→ **Extract**:
>>>

There are significant changes afoot for those applying for jobs. With increasing automation emerging in so many sectors, digitalisation is now changing recruitment practices in both the jobs market and at universities. Perhaps not surprisingly, this is a trend that has been exacerbated by the pandemic. There was a 67% reported increase in the use of video interviews in 2020-21, and a 2019 survey found that 40% of US companies used chatbots to lead screening and assess candidates. Increasing numbers of employers use hiring platforms to automate the hiring process.
Gradually, the video interviews that became so much a part of our lives during Covid have been replaced by the use of Asynchronous Video Interviews (AVIs). These are recorded by candidates but reviewed by the interviewer at a later stage. Interviewers and applicants do not meet. AI technologies are increasingly being used to make recommendations and selections, interpreting aspects of candidate performance such as facial expressions, gaze, volume, tone, speed of speaking, and the use of vocabulary/key words in response to questions. In some cases, the AVI ‘bot’ is the sole arbiter of whether candidates progress to the next stage of the recruitment process. This means that the use of AVIs can be quite decisive in the fortunes of young jobseekers.
Used wisely, AVIs can reduce bias and compensate for human-led processes that might be considered unfair.
There are potential benefits: AVIs can be seen as a way to reduce the demands of shortlisting large numbers of applicants because AI can reduce the workload involved. Used wisely, AVIs can also reduce bias and compensate for human-led processes that might be considered unfair.
However, some candidates have reported dissatisfaction that the assessment criteria were opaque and also registered their worry that the algorithms used were hidden from view. Others have expressed concerns that platforms may not adequately accommodate cultural and linguistic diversity, for example. And there can also be a lack of feedback built into the process. The most significant difference is that, unlike a conventional interview, there is no conversation to prompt responses: without practice AVIs can seem quite alien and make candidates feel uncomfortable.
For this reason, we need to make sure we have understood the nature of any online interview that we are asked to attend and in particular find out about the role that AI plays in it. Jobseekers should practise asynchronous video interviews so that they understand how it will look and feel when they come to attempt the real thing. To help our pupils feel more comfortable in preparing for an AI-led interview, we have invested in Shortlist.me, a platform that allows candidates to experience asynchronous interviews and review their performance. Pupils who are applying for positions that use AVIs in the selection process can also seek guidance from the Career Education department.
Employability has many components to it, but at its heart it is about putting oneself in a position to choose and then secure a career in which one will be happy and successful. In career education we have to be aware of recruitment practices and our candidates must know what to expect and how to behave.

<<<

→ **Task list**:
1. Transcribe the article on AI-led recruitment from "Gradually, the video" to "of young jobseekers.".
2. List the aspects of candidate performance that, according to the article on AI-led recruitment, AI technologies interpret in asynchronous video interviews.
The material that comes after this article on AI-led recruitment is separate from it.

→ **Data extract**:
>>>

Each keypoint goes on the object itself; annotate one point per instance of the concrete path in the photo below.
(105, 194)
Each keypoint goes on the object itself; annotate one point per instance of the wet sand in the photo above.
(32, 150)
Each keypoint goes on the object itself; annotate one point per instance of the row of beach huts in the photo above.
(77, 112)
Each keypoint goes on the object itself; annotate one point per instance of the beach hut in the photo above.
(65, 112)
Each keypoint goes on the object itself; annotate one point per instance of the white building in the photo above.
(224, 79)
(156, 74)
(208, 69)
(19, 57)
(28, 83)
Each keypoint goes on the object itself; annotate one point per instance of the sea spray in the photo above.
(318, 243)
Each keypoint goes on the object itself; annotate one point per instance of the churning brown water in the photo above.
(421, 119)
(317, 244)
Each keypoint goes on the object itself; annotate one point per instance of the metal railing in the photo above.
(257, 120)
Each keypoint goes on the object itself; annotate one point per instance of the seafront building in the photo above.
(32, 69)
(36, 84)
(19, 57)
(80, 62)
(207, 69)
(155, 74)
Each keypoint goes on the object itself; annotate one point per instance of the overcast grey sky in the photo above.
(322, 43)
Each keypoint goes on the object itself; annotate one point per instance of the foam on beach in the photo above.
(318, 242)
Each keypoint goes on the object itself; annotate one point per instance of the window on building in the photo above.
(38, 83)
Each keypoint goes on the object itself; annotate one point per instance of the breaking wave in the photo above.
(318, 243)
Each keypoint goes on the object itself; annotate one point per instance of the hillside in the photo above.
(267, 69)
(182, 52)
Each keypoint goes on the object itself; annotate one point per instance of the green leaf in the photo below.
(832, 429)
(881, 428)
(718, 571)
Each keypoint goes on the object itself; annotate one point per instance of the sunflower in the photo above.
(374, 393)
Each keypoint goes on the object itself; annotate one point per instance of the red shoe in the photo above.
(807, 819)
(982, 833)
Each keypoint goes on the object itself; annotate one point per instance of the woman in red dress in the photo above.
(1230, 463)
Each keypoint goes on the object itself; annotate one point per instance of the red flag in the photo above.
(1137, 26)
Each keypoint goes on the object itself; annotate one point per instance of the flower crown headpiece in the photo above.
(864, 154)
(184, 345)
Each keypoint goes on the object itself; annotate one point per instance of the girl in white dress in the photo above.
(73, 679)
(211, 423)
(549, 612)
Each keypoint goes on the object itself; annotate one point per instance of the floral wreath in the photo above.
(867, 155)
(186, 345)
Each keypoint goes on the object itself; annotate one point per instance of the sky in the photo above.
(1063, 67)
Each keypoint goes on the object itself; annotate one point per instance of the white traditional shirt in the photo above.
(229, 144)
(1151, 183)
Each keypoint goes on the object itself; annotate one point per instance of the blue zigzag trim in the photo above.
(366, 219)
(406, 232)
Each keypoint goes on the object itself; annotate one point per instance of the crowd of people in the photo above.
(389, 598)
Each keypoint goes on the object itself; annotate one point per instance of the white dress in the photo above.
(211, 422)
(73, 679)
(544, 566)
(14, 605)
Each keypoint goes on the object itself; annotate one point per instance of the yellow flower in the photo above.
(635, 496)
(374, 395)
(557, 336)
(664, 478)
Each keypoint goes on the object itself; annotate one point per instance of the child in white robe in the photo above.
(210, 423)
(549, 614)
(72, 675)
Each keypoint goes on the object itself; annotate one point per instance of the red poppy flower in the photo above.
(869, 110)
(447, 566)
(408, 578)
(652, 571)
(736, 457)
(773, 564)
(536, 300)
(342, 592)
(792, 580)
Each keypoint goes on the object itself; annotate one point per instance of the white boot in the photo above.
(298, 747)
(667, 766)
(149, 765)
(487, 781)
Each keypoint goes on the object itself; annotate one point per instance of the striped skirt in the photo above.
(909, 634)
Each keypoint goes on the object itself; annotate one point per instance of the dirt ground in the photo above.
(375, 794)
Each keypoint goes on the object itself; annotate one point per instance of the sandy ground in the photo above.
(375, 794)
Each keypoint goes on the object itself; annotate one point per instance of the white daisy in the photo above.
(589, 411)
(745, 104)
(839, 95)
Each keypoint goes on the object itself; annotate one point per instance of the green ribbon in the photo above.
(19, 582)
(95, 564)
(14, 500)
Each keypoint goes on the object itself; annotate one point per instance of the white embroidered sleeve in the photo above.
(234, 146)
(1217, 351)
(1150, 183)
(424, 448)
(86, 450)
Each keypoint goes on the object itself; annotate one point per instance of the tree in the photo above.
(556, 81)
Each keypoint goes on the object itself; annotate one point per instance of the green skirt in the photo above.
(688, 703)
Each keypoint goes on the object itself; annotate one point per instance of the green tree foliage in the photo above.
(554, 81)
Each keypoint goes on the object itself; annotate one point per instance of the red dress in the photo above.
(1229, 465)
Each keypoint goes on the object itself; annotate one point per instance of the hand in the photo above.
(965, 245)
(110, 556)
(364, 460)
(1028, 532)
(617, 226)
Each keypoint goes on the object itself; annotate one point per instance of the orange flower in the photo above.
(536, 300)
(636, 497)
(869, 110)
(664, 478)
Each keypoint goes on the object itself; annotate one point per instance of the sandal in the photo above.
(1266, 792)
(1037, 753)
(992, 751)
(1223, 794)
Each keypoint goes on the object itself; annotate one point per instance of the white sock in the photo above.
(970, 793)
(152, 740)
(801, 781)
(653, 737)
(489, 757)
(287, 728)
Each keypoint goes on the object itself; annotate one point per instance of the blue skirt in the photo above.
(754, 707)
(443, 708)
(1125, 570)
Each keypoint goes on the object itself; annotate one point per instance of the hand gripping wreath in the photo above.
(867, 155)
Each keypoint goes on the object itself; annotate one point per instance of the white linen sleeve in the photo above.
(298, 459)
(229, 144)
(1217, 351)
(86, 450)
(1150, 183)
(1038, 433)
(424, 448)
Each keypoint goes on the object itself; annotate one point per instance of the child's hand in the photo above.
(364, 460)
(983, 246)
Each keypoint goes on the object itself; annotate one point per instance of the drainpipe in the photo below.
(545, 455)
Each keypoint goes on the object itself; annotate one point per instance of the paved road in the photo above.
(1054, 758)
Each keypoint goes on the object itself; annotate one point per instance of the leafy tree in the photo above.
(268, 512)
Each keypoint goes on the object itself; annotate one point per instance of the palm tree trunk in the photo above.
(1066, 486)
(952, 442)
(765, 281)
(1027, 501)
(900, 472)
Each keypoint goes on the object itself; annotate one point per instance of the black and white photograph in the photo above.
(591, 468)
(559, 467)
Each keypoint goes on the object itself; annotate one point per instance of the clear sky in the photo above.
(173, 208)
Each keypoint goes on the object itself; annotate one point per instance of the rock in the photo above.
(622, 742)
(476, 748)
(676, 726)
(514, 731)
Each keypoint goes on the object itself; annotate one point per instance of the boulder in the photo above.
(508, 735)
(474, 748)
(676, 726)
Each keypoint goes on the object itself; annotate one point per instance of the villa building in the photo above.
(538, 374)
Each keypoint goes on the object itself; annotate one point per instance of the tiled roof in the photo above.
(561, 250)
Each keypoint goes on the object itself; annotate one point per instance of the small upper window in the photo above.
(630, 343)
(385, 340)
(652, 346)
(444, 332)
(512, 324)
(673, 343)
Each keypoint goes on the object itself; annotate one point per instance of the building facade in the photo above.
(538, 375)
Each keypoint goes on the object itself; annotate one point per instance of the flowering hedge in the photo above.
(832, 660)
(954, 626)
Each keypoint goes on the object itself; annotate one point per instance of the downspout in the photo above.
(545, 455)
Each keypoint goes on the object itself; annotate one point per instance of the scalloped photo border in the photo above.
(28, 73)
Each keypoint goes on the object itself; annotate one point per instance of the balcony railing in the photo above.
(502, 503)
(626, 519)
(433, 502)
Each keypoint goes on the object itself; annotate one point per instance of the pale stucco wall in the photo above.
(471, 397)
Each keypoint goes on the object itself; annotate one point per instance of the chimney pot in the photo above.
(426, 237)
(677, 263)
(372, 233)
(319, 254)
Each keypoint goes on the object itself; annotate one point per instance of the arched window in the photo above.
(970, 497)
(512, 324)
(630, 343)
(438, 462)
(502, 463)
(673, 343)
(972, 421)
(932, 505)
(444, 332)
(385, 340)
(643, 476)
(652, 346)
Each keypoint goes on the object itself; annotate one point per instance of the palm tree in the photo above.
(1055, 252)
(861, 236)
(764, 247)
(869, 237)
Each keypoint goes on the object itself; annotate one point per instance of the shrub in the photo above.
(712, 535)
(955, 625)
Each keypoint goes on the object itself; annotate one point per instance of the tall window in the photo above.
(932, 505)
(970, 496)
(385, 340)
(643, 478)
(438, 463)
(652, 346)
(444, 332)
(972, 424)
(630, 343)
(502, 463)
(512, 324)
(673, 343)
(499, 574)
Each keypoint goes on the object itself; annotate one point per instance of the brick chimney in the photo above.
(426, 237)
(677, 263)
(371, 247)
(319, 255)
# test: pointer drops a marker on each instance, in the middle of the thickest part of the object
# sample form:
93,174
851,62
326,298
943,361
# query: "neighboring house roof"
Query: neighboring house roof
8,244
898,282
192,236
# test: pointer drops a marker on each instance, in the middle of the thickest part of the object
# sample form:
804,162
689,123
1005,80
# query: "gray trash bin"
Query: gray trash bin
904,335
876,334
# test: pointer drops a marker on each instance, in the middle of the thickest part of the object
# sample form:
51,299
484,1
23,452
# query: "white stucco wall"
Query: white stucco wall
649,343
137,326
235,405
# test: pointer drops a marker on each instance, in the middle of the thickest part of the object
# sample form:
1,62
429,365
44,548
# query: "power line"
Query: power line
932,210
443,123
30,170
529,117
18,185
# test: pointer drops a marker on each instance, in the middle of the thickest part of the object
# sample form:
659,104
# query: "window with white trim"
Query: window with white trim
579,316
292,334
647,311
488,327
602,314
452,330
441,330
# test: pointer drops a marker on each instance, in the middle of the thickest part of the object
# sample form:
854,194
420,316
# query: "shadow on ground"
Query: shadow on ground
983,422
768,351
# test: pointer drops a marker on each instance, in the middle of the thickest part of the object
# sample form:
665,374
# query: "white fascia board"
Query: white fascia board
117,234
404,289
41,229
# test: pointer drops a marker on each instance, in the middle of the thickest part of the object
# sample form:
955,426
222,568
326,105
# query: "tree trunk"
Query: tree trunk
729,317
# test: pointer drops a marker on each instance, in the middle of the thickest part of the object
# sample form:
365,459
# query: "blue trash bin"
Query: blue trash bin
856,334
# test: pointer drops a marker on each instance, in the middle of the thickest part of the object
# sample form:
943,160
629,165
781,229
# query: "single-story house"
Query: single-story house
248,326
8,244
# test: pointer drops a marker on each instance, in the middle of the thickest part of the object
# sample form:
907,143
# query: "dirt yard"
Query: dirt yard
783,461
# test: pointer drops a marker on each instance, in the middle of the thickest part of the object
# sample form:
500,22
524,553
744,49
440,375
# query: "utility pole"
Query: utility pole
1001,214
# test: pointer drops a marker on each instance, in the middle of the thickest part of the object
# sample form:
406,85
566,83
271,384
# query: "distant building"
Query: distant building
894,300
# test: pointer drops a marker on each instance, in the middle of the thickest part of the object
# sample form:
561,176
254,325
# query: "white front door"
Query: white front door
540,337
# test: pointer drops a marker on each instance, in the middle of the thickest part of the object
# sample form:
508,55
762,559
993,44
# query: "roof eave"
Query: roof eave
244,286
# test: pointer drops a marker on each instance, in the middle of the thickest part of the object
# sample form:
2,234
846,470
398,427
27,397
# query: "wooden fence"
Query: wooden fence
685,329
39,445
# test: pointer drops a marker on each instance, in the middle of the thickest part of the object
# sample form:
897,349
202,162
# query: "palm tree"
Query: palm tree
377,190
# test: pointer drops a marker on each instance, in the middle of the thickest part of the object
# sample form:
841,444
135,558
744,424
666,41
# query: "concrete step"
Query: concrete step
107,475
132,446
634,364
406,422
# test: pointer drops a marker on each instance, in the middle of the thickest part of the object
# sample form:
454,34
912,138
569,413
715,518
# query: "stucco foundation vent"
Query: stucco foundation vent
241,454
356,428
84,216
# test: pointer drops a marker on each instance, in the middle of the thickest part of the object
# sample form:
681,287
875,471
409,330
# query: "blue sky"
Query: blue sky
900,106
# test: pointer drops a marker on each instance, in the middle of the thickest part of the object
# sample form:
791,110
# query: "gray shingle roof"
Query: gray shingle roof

<<<

→ **Expected outputs**:
1.
Gradually, the video interviews that became so much a part of our lives during Covid have been replaced by the use of Asynchronous Video Interviews (AVIs). These are recorded by candidates but reviewed by the interviewer at a later stage. Interviewers and applicants do not meet. AI technologies are increasingly being used to make recommendations and selections, interpreting aspects of candidate performance such as facial expressions, gaze, volume, tone, speed of speaking, and the use of vocabulary/key words in response to questions. In some cases, the AVI ‘bot’ is the sole arbiter of whether candidates progress to the next stage of the recruitment process. This means that the use of AVIs can be quite decisive in the fortunes of young jobseekers.

2.
- Facial expressions
- Gaze
- Volume
- Tone
- Speed of speaking
- The use of vocabulary/key words in response to questions